§ INSTRUCTIONS FOR THE TASK:
Reproduce the entries below verbatim, starting with their first line and going on through the line containing "positive clicks: (119, 115)", with both of those lines included.

§ SOURCE MATERIAL:
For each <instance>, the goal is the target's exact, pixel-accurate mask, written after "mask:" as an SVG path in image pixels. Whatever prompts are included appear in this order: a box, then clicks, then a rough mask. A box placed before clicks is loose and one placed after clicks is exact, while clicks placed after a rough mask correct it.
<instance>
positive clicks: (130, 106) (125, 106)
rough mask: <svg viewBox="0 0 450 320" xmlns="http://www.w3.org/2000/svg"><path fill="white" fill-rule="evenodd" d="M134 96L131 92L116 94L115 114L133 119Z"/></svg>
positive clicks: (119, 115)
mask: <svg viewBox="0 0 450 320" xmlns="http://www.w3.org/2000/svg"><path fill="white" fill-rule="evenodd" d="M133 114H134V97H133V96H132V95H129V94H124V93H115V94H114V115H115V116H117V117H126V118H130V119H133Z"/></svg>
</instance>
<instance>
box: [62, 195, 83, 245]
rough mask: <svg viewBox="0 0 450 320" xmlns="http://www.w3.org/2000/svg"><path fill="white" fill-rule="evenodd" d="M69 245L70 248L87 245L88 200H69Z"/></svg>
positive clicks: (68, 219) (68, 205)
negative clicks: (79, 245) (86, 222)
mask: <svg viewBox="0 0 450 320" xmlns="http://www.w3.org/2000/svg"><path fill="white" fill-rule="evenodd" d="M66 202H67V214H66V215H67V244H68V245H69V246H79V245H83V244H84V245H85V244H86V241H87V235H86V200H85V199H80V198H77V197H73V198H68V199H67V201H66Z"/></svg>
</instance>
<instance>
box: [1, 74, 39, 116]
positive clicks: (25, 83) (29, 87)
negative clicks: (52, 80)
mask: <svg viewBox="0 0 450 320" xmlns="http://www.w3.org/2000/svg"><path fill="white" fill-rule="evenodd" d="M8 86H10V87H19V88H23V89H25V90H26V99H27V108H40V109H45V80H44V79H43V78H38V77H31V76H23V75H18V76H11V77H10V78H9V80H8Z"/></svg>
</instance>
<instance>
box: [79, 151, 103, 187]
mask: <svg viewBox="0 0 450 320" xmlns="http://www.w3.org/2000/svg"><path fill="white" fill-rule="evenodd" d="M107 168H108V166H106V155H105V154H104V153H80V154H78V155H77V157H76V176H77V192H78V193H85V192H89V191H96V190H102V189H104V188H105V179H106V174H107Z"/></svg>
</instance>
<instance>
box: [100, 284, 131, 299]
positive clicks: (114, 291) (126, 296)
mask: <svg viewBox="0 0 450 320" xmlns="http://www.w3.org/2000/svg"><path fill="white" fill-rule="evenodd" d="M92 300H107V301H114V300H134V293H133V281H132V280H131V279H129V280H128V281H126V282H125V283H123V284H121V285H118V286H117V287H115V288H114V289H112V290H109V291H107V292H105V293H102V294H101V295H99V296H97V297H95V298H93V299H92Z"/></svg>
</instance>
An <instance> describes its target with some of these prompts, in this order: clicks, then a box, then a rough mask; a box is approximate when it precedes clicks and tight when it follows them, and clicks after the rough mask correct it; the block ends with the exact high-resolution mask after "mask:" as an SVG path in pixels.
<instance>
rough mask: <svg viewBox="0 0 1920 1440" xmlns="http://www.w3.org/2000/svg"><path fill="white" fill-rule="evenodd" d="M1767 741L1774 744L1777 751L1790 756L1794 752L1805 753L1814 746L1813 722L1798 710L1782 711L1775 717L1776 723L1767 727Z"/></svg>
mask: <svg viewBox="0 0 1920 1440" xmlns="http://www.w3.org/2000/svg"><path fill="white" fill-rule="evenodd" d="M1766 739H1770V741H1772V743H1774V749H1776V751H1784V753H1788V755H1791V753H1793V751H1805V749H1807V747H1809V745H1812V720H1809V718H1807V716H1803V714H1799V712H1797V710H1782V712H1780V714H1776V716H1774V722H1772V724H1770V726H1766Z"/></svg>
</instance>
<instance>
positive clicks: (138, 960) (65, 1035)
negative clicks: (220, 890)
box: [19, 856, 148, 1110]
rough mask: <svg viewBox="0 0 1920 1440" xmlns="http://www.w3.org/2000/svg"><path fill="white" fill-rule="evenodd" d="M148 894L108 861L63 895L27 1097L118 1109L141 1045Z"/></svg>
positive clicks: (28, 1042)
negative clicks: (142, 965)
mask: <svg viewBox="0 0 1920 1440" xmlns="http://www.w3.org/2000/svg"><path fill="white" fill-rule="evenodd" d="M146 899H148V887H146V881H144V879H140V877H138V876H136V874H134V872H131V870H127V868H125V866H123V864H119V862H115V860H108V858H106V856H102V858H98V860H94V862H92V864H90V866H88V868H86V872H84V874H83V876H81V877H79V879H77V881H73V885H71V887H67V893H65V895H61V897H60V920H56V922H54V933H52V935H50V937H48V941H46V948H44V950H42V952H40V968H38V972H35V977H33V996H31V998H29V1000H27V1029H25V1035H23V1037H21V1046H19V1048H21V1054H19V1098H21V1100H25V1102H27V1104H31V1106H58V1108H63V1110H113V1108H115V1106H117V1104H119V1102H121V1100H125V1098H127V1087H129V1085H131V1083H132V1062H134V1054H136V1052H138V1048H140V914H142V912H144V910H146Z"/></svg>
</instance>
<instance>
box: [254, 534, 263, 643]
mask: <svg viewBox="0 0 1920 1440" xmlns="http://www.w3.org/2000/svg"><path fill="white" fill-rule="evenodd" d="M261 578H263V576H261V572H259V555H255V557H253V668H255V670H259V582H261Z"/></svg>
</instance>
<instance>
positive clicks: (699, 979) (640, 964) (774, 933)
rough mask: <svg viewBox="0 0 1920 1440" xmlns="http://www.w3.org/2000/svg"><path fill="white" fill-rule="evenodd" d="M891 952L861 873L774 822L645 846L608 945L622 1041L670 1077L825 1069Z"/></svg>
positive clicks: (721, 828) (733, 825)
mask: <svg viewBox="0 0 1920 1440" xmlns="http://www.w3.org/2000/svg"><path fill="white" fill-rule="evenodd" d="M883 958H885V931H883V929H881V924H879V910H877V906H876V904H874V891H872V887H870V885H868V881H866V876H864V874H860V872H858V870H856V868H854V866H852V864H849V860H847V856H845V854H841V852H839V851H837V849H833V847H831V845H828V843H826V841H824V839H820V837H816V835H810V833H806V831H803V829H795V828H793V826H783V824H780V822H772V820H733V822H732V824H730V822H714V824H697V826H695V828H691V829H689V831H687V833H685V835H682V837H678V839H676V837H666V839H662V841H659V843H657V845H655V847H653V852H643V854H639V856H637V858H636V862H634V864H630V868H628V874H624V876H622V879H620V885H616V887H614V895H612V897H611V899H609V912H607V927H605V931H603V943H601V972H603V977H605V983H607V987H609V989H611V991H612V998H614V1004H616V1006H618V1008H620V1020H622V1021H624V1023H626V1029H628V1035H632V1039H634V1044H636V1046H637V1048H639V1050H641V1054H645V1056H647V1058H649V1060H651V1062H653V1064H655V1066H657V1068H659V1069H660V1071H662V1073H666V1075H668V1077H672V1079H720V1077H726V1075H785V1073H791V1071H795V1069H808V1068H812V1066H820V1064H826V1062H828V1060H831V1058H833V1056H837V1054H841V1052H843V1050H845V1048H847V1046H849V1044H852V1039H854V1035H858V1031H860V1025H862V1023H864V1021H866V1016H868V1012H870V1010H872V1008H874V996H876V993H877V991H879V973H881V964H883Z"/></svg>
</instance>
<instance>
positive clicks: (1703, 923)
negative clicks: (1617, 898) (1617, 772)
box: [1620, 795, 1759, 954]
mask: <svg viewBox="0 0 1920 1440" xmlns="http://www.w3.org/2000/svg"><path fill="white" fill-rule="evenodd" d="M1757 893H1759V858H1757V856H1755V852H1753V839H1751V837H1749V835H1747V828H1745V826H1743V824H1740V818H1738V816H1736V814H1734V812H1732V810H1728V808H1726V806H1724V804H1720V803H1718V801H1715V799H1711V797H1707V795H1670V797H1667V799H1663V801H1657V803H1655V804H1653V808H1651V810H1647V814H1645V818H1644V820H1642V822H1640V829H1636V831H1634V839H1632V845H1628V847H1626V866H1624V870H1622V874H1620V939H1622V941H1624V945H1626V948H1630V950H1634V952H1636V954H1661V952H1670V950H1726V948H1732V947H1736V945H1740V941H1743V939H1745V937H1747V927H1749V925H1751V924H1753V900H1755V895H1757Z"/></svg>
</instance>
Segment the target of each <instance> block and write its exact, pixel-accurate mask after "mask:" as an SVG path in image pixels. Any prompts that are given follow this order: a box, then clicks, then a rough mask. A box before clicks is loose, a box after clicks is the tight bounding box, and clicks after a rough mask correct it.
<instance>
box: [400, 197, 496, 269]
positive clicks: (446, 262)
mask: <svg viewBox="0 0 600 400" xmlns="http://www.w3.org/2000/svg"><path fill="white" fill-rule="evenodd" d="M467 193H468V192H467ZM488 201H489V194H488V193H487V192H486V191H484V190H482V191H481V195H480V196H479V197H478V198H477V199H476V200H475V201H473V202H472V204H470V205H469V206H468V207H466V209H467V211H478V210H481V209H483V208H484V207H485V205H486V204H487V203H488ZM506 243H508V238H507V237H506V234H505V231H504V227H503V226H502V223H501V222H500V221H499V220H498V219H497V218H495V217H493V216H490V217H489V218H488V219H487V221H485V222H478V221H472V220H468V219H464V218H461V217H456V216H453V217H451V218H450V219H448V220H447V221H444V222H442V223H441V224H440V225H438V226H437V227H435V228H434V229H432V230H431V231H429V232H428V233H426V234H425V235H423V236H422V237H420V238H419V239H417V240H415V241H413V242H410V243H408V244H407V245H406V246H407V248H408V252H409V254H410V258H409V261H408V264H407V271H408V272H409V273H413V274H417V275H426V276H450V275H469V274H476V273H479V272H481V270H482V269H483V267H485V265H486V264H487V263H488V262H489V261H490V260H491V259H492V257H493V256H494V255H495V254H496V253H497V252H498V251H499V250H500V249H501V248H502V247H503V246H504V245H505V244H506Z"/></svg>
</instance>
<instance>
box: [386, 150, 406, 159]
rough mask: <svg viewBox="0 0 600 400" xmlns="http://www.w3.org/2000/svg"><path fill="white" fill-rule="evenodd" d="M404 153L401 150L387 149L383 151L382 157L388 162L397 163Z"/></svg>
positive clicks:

§ ANSWER TO THIS PROBLEM:
For each <instance>, the goal is the target's exact, pixel-accurate mask, written after "mask:" as an SVG path in image pixels. Whatever prompts are included appear in this order: a box, then clicks, then a rough mask. A box placed before clicks is loose and one placed after clicks is exact, while clicks placed after a rough mask correct it.
<instance>
positive clicks: (130, 106) (125, 106)
rough mask: <svg viewBox="0 0 450 320" xmlns="http://www.w3.org/2000/svg"><path fill="white" fill-rule="evenodd" d="M134 96L131 92L116 94L115 114L133 119Z"/></svg>
positive clicks: (119, 115)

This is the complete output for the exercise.